# [EXCERPTED PASSAGE]
* * *

100 million devotees heading for Maha Kumbh
Allahabad: At least 100 million devotees, ranging from naked Nagas and their leaders to common Hindu worshippers, will stream into the city of Allahabad in Uttar Pradesh to take a dip at the confluence of the Rivers Ganges, Yamuna and the mythical Saraswati next week during the Maha Kumbh Mela or Festival, an event that takes place every 12 years.
The Maha Kumbh starts from Monday (January 14) and will last for over 55 days (ends on March 10).
It is regarded as a unique spectacle of colour, noise and Hindu devotion.
Worshippers believe a dip in the holy waters will cleanse them of their sins, and they have already begun arriving in the host town of Allahabad.
Millions more are on their way, heading for makeshift accommodation and campsites.
The Maha Kumbh organisers are preparing to receive at least 110 million people from all walks of life, with an average influx of around two million a day.

* * *

# [EXERCISE DESCRIPTION]
Reproduce the passage of the Maha Kumbh article verbatim, from "The Maha Kumbh starts" up to and including "and Hindu devotion.".

(Recorded data)
* * *

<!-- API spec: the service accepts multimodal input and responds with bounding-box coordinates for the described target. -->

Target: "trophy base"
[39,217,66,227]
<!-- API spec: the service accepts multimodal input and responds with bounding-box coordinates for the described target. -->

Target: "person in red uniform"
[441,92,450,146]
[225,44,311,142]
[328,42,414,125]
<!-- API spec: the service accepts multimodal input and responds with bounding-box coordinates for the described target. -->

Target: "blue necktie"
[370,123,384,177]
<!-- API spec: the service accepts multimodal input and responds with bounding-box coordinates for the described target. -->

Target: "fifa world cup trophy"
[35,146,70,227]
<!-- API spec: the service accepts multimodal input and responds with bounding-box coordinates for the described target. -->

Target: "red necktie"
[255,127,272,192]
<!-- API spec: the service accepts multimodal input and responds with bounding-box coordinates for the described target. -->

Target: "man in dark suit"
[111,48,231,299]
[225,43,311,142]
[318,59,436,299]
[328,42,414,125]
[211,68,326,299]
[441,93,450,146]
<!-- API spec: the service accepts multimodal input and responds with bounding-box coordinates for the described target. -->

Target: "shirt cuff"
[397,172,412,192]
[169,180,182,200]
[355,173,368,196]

* * *

# [ANSWER BELOW]
The Maha Kumbh starts from Monday (January 14) and will last for over 55 days (ends on March 10).
It is regarded as a unique spectacle of colour, noise and Hindu devotion.